Leicht kann es passieren, dass Familie als ein großer Sorgenkomplex erlebt wird. Was raten Sie Eltern, damit es gar nicht soweit kommt. Und wie können sie sich daraus befreien?
Zum Familienleben gehören Probleme, Ärger und Sorgen. Aber es ist auch voller Glück, Freude und Spaß! Das wechselt sich ständig ab. Manchmal kann helfen, sich selbst und seine Kinder wie in einem Film zu betrachten. In einem guten Film wollen wir lachen, Spannung erleben, vielleicht weinen, uns aufregen, wir wollen uns überraschen lassen oder berührt werden. Genauso ist es doch mit der Familie. Es ist ein Theaterstück. Eine Geschichte. Eltern können dabei sehr inspirierende Regisseure sein. Ich gebe den Rat: Unterstützen Sie Ihre Kinder, Ihren Partner und sich selbst so gut es geht. Jeder Mensch möchte hören: „Du bist toll!“, „Du schaffst das!“, „Wir lieben Dich!“. Es ist wichtig, nicht zu viel auf Fehlern herumzureiten. Gerade Kinder brauchen das Gefühl, dass wir sehen, dass sie ihr Bestes geben und wollen dafür bestätigt werden.
Liest man Ihr einziges ins Deutsche übersetzte Buch „Traut Euch, Eltern zu sein“, gewinnt man den Eindruck, dass es besonders wichtig ist, seinen Kindern und sich selbst gegenüber immer ehrlich zu sein und sich gegenseitig ernst zu nehmen. Dazu gehört auch, Grenzen, die das Leben setzt, beispielsweise Trauer oder Verlust anzuerkennen und den Kindern keine rosarote Traumwelt vorzugaukeln. Überfordern Sie die Kinder damit nicht?
Für Kinder liegen Glück und Traurigkeit dicht beieinander. Sie können ihre Gefühle nicht steuern. In dem einen Moment lachen, im nächsten weinen sie. Wenn Eltern beherzigen, dass Traurigkeit einfach ein Teil des Lebens ist und Glück ein anderer, müssen sie auch den Kindern nicht sagen: „Oh, hör doch bitte das Weinen auf! Das ist so schrecklich für mich. Was soll ich bloß tun, damit Du nicht mehr weinst?“.
Stattdessen können Eltern dem Kind helfen, wenn sie sagen: „Es ist in Ordnung, wenn Du weinst. Ich sehe, dass Du sehr traurig bist, weil Du nicht bekommen hast, was Du wolltest. So ist es manchmal. Ich bin bei Dir.“ Wenn Eltern ihren Kindern das Gefühl geben können, dass sie mal traurig sein dürfen und sie diese Traurigkeit ein Stück weit anerkennen, ohne sie gleich durch Ablenkung, Geschenke oder Unmut wettzumachen, dann hat das Kind die Chance, die Traurigkeit aus eigener Kraft zu überwinden. Eltern sollten ihren Kindern Nähe und Liebe geben nicht nur in glücklichen Momenten, sondern gerade dann, wenn Kinder traurig oder wütend sind. In jeder Situation. Elternliebe ist bedingungslos.

▸ **KURZE AUFGABE 1**:
Schreibe die Einträge von der Zeile mit „SEARCH: hay bale“ bis hinunter zur Zeile mit „[651,265,681,291]“ neu und ersetze darin „green grass“ durch „meadow grass“. Alles andere bleibt unverändert.

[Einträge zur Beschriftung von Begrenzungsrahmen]
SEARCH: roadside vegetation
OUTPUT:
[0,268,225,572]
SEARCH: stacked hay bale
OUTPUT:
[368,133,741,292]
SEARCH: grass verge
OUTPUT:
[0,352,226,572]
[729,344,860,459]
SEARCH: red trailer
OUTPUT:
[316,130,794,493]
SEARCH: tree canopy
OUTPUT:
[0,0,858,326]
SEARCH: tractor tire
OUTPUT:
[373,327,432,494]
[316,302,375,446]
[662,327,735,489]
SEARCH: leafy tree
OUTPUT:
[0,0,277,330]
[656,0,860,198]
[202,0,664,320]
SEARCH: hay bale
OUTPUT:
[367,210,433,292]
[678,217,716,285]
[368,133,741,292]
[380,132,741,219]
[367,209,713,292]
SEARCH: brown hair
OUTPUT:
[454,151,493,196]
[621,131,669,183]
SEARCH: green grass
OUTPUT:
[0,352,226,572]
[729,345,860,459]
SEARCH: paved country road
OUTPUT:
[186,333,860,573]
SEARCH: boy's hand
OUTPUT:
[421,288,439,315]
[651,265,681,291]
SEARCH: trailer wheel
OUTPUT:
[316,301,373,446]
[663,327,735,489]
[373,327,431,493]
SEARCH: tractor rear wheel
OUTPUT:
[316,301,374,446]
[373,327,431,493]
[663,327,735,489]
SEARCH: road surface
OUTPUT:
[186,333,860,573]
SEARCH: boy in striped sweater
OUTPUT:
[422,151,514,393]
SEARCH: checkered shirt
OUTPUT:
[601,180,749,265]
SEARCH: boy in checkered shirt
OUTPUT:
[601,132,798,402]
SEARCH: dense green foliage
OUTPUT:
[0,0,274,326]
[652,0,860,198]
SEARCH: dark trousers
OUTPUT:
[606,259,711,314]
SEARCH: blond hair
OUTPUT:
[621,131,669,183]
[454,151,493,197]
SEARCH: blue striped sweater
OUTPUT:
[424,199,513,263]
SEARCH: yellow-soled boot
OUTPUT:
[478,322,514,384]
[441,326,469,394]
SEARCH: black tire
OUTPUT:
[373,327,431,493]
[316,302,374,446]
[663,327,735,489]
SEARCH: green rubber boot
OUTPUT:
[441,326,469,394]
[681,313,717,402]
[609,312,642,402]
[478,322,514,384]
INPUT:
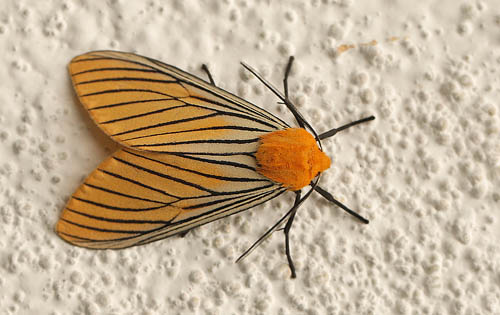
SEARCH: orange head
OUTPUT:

---

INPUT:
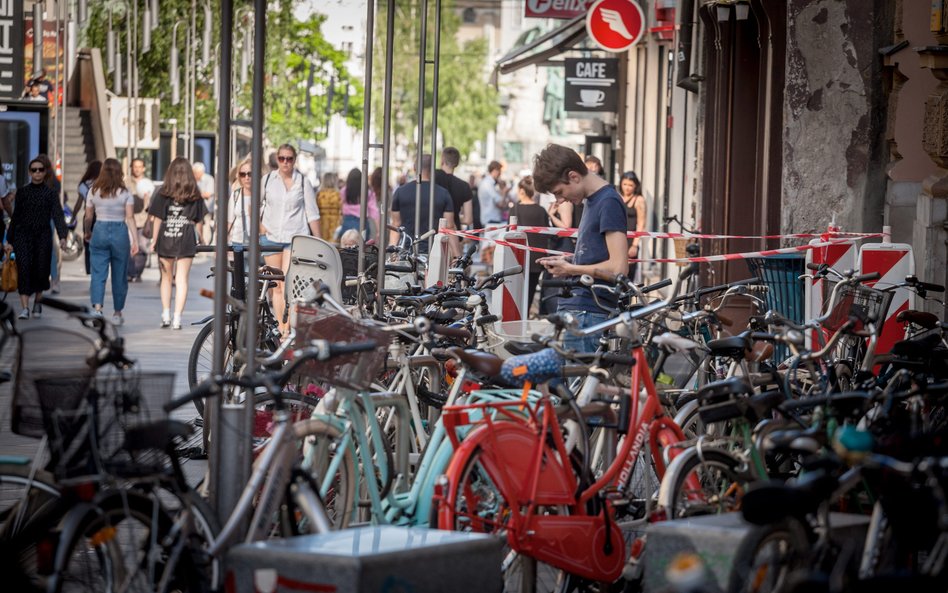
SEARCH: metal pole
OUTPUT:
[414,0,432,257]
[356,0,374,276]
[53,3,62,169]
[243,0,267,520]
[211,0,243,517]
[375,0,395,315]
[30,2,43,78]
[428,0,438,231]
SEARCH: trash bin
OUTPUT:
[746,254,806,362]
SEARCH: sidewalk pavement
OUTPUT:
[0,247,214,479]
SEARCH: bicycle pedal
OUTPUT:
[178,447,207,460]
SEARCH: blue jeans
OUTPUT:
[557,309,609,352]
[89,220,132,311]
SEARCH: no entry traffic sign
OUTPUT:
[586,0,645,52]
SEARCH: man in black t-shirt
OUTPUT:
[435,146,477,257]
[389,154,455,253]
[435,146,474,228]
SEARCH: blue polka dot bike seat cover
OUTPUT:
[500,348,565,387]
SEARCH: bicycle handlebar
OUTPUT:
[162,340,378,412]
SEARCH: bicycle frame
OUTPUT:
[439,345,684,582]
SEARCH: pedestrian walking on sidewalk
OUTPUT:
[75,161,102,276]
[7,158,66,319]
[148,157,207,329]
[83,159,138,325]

* * *

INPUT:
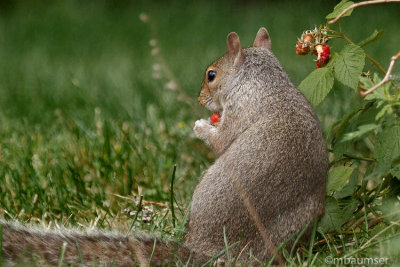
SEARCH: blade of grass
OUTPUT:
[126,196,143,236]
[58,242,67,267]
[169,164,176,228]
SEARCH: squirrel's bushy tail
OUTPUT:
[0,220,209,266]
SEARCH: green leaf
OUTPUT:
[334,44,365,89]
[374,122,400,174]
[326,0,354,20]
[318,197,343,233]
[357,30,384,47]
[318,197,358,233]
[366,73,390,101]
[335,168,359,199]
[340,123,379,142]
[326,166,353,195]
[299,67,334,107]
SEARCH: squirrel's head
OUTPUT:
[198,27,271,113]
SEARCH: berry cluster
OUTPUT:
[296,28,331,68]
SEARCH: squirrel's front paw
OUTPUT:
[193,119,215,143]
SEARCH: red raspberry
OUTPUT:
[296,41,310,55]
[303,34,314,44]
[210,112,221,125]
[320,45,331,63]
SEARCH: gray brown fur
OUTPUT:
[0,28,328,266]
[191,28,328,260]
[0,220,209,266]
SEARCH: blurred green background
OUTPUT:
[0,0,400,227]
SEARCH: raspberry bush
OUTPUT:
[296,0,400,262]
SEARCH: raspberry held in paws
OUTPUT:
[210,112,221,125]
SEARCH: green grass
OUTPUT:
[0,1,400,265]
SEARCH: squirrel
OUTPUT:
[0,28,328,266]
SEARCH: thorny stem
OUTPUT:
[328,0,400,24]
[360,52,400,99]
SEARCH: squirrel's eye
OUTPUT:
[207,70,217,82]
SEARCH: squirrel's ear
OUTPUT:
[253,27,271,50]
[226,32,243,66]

▸ **KURZE AUFGABE 2**:
Führe das Interview zum Familienleben im Anschluss an seinen letzten Satz fort.

▸ **ERWARTETE AUSGABE 1**:
SEARCH: hay bale
OUTPUT:
[367,210,433,292]
[678,217,716,285]
[368,133,741,292]
[380,132,741,219]
[367,209,713,292]
SEARCH: brown hair
OUTPUT:
[454,151,493,196]
[621,131,669,183]
SEARCH: meadow grass
OUTPUT:
[0,352,226,572]
[729,345,860,459]
SEARCH: paved country road
OUTPUT:
[186,333,860,573]
SEARCH: boy's hand
OUTPUT:
[421,288,439,315]
[651,265,681,291]

▸ **ERWARTETE AUSGABE 2**:
Können die Österreicher von den Schweden lernen? Anders gefragt: Gibt es in Schweden bestimmte Rahmenbedingungen, die das Familienleben erleichtern und die übertragbar auf österreichische Verhältnisse sind?
Ich kenne österreichische Situation nicht so gut, jedoch die schwedische umso mehr. Schweden war das erste Land weltweit, das jede Form von körperlicher Gewalt an Kindern per Gesetz unter Strafe stellte. Das war 1979. Nicht alles änderte sich dadurch sofort. Denn ein Gesetz verändert die Mentalitäten nicht mit einem Schlag.
Aber es zwang zum Nachdenken: „Wenn wir unsere Kinder nicht mehr bestrafen dürfen, wie können wir dann noch erziehen? So fragte man damals. Daraus ist eine Tradition entstanden. Zur Überraschung mancher Erwachsener stellte sich heraus, dass Kinder intelligente Wesen sind – es ist nicht nötig sie zu bestrafen. Weder physisch, noch psychisch. Wir müssen auf die Kinder zugehen, sie verstehen lernen, mit ihnen in einen liebevollen Austausch treten.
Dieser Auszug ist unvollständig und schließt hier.